### About this exercise
Using the race report below, explain how the Dominican Republic team ended up winning after the United States had led at the end of the third leg.

### Selected extract

◆ ◆ ◆

The final was held on 15 July, starting at 19:50 (UTC−7) in the evening. At the end of the first leg, Elija Godwin of the United States was first to hand over the baton, followed by Karol Zalewski of Poland and Christopher O'Donnell of Ireland. Lidio Andres Feliz of the Dominican Republic handed over in fourth position and Liemarvin Bonevacia of the Netherlands in seventh position. At the end of the second leg, Marileidy Paulino of the Dominican Republic had moved into the first position, followed by Allyson Felix of the United States and Lieke Klaver of the Netherlands. At the end of the third leg, Vernon Norwood of the United States had taken over the leading position, followed by Alexander Ogando of the Dominican Republic and Tony van Diepen of the Netherlands. In the anchor leg, Fiordaliza Cofil moved to the first position, followed by Femke Bol of the Netherlands and Kennedy Simon of the United States. The race was won by the team of the Dominican Republic in world leading time and national record of 3:09.82 min. In second place fininshed the team of the Netherlands in a national record of 3:09.90 min and in third place finished the team of the United States in a season's best of 3:10.16 min. The fastest male split time was 44.40 s by Norwood. The fastest female split time was 48.47 s by Paulino.

◆ ◆ ◆

### Data for analysis
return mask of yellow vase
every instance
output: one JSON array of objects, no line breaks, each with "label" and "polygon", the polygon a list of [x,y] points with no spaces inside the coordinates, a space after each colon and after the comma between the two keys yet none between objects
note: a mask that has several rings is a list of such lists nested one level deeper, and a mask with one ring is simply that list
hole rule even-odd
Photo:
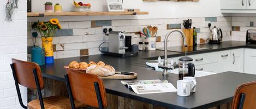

◆ ◆ ◆

### Answer space
In the anchor leg, Fiordaliza Cofil moved the Dominican Republic into first position, ahead of Femke Bol of the Netherlands and Kennedy Simon of the United States. The team held that place to win in a world leading time and national record of 3:09.82 min.